→ **Text passage**:
Speed-up cython code

Question

I have code that is working in python and want to use cython to speed up the calculation. The function that I've copied is in a .pyx file and gets called from my python code. V, C, train, I_k are 2-d numpy arrays and lambda_u, user, hidden are ints. I don't have any experience in using C or cython. What is an efficient way to make this code faster. Using cython -a for compiling shows me that the code is flawed but how can I improve it. Using for i in prange (user_size, nogil=True): results in Constructing Python slice object not allowed without gil.

How has the code to be modified to harvest the power of cython?

 @cython.boundscheck(False)
 @cython.wraparound(False)
 def u_update(V, C, train, I_k, lambda_u, user, hidden):
    cdef int user_size = user
    cdef int hidden_dim = hidden
    cdef np.ndarray U = np.empty((hidden_dim,user_size), float)
    cdef int m = C.shape[1]

    for i in range(user_size):
        C_i = np.zeros((m, m), dtype=float)
        for j in range(m):
            C_i[j,j]=C[i,j]

        U[:,i] = np.dot(np.linalg.inv(np.dot(V, np.dot(C_i,V.T)) + lambda_u*I_k), np.dot(V, np.dot(C_i,train[i,:].T)))

→ **Supplied material**:

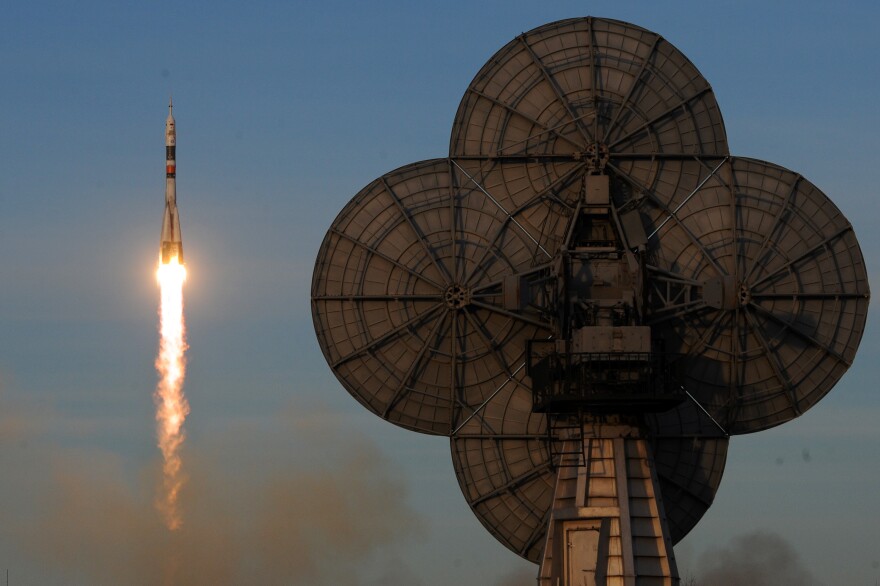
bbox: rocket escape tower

---

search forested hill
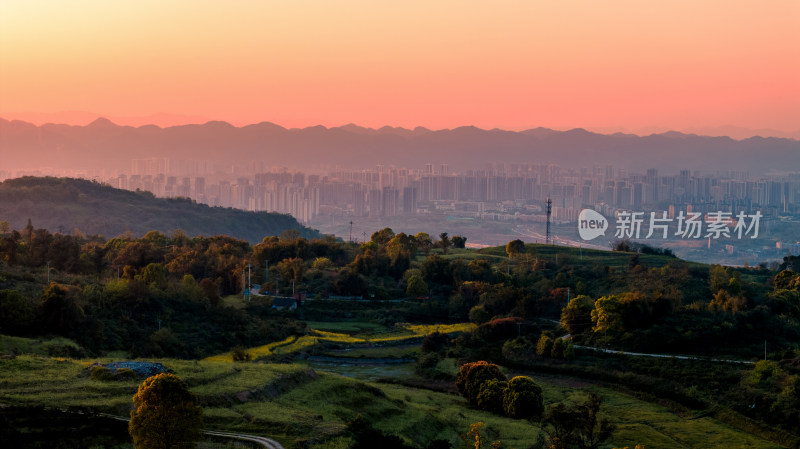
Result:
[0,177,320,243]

→ **Required work**:
**a.** Which arguments does the cython speed-up question describe as 2-d numpy arrays? List all of them.
**b.** Carry the cython speed-up question forward from its final code line.

→ **Responses**:
**a.** V, C, train, I_k

**b.**
    return U

To my opinion, not sure you can improve execution speed since you mainly use `numpy` in this code which is already compiled/optimized. Have you profiled your code? — Laurent LAPORTE, Sep 28 '16 at 11:23
That `U` expression is too complex for `cython` to speed up. The `C_i` can be done with a `diagonal` function. — hpaulj, Sep 28 '16 at 11:28
`user_size` is around 1000. No, I haven't profiled the code yet. I was first using the `np.diag` function to compute `C_i` but had hoped it would be faster with parallelized loop. So to speed it up I would have to rewrite the calculation of `U`? — саша, Sep 28 '16 at 11:36
This can be speedup by generalized ufunc `numpy.linalg.solve`. `dot(inv(A), B)` can be calculated by `solve(A, B)`. and dot with diagonal matrix can be replaced by multiple broadcast. If you give some test data, I can show you how to do this. — HYRY, Sep 28 '16 at 12:13
**Never, ever** use `inv` in a production code. Use either `solve` or `lstsq` — percusse, Sep 28 '16 at 19:41

hpaulj · Accepted Answer · 2016-09-28T19:30:41.610

You are trying to use cython by diving into the deep end of pool. You should start with something small, such as some of the numpy examples. Or even try to improve on np.diag.

    i = 0
    C_i = np.zeros((m, m), dtype=float)
    for j in range(m):
        C_i[j,j]=C[i,j]

v.

    C_i = diag(C[i,:])

Can you improve the speed of this simple expression? diag is not compiled, but it does perform an efficient indexed assignment.

 res[:n-k].flat[i::n+1] = v

But the real problem for cython is this expression:

U[:,i] = np.dot(np.linalg.inv(np.dot(V, np.dot(C_i,V.T)) + lambda_u*I_k), np.dot(V, np.dot(C_i,train[i,:].T)))

np.dot is compiled. cython won't turn that in to c code, nor will it consolidate all 5 dots into one expression. It also won't touch the inv. So at best cython will speed up the iteration wrapper, but it will still call this Python expression m times.

My guess is that this expression can be cleaned up. Replacing the inner dots with einsum can probably eliminate the need for C_i. The inv might make 'vectorizing' the whole thing difficult. But I'd have to study it more.

But if you want to stick with the cython route, you need to transform that U expression into simple iterative code, without calls to numpy functions like dot and inv.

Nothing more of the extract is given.